*** EXTRAIT SOURCE

Les Occidentales : De la page à l’image
Dans cette captation vidéo de la lecture du recueil Les Occidentales de la poète Maggie Roussel, Brigitte Haentjens y va d’une performance d’une heure et 40 minutes étincelante. Jeu et non-jeu se mêlent ici dans cette interprétation tour à tour espiègle, sérieuse, profonde, sensuelle et, surtout, extrêmement bien modulée d’un texte qui s’oppose à la pensée positive.
Le poème d’une soixantaine de pages explore les méandres de la création littéraire ainsi que du côté sombre des choses, du manque de confiance en soi, d’un existentialisme lucide. La célèbre metteuse en scène sait en rendre toute la complexité en faisant sienne la parole poétique. On y retrouve même certains thèmes chers à sa propre écriture, développés dans ses romans ou ses récits.
Le cinéaste Karl Lemieux garde toutes les reprises que Brigitte Haentjens se permet pour mieux servir le texte. En outre, l’utilisation d’un double écran ajoute une couche impressionniste à ce contenu riche et fort touchant. Haentjens réagit au poème en se laissant surprendre, amuser et émouvoir. Même si elle avait lu le livre quelques fois avant de faire face à la caméra, elle vit l’œuvre dans le moment présent de la captation. La démarche donne tout son pesant d’or à cette idée et à la conception de Christian Lapointe.
Texte : Maggie Roussel (Les Occidentales, Le Quartanier, 2010). Conception : Christian Lapointe. Réalisation : Karl Lemieux. Direction de la photographie : Isabelle Stachtchenko. Prise de son et image : Frédéric Auger. Montage et étalonnage : Marc Boucrot. Coordination technique : Alexis Cadoret-Vigneault. Postproduction : Film Factory Montréal. Studio : Le Hublot. Avec Brigitte Haentjens. Une production de Carte blanche en coproduction avec le Festival international de la littérature et la Maison de la littérature, présentée à l’occasion du Festival international de la littérature à la Grande Bibliothèque le 24 septembre 2022.
L’Ombre obscure que nous sommes : Le tragique féminin
Morte à 47 ans, la poète, romancière et nouvelliste autrichienne Ingeborg Bachmann a laissé une œuvre protéiforme s’intéressant au tragique féminin. Ses écrits parcourent une voie mise ici en parallèle avec celle de Denise Desautels. Pour ce spectacle hors pair, l’écrivaine québécoise s’allie au poète Marc-André Brouillette pour offrir une remarquable prestation où leurs propres paroles se fusionnent avec celle de Bachmann. Celle-ci avait démontré en son temps que la langue allemande peut s’avérer aussi percutante que douce et mélancolique.

******
*** DONNÉES PRÉSENTÉES

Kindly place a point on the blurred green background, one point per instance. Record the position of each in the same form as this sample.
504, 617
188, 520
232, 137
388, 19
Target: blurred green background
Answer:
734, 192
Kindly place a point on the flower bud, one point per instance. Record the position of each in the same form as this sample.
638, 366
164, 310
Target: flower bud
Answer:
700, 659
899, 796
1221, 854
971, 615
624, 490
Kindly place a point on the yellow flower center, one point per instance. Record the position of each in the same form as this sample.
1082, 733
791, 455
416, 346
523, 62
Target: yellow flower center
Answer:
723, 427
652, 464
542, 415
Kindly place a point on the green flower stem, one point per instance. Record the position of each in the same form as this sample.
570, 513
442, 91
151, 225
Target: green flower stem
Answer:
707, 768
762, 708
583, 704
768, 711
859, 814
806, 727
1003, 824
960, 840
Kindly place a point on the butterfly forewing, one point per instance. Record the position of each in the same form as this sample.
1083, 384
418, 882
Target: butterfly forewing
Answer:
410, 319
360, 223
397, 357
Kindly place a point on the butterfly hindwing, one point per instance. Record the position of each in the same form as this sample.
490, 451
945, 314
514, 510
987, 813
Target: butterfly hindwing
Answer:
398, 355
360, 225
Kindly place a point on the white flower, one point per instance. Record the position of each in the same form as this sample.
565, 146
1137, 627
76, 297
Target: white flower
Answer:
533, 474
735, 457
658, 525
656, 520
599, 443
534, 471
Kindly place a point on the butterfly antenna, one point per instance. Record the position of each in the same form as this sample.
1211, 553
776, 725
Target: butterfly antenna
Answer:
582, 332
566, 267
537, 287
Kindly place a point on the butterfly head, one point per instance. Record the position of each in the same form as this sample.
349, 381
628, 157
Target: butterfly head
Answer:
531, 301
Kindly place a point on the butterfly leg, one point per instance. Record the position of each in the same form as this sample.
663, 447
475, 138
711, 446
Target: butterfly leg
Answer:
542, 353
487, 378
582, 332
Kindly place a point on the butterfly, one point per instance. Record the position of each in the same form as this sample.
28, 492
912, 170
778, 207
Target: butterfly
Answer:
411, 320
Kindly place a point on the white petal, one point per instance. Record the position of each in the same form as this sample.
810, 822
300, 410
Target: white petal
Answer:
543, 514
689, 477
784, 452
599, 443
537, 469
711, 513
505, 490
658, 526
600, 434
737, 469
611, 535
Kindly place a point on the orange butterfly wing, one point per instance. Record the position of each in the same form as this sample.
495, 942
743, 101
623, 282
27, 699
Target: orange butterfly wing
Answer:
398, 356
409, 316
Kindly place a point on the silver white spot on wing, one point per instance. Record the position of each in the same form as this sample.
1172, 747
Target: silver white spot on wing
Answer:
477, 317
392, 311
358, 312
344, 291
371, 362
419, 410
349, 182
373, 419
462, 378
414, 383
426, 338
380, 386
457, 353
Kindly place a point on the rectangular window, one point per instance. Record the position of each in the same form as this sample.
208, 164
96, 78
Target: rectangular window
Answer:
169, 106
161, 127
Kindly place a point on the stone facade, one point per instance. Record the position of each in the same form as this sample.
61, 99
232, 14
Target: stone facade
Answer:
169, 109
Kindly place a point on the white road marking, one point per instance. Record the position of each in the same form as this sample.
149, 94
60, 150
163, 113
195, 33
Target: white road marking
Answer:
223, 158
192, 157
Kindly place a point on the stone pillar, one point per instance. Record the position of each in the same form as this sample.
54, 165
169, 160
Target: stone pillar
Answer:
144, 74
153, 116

******

§ **SÉRIE DE TÂCHES**
(1) Répondez à ces questions d'après l'extrait :
(a) Combien de temps dure la performance de Brigitte Haentjens ?
(b) Qui est le cinéaste de la captation ?
(c) À quel âge Ingeborg Bachmann est-elle morte ?
(2) Recopiez tout le passage de l'extrait, depuis « Le poème d’une » jusqu'à « ou ses récits. ».

§ **RÉPONSES AUX TÂCHES**
(1)
(a) Une heure et 40 minutes.
(b) Karl Lemieux.
(c) À 47 ans.

(2)
Le poème d’une soixantaine de pages explore les méandres de la création littéraire ainsi que du côté sombre des choses, du manque de confiance en soi, d’un existentialisme lucide. La célèbre metteuse en scène sait en rendre toute la complexité en faisant sienne la parole poétique. On y retrouve même certains thèmes chers à sa propre écriture, développés dans ses romans ou ses récits.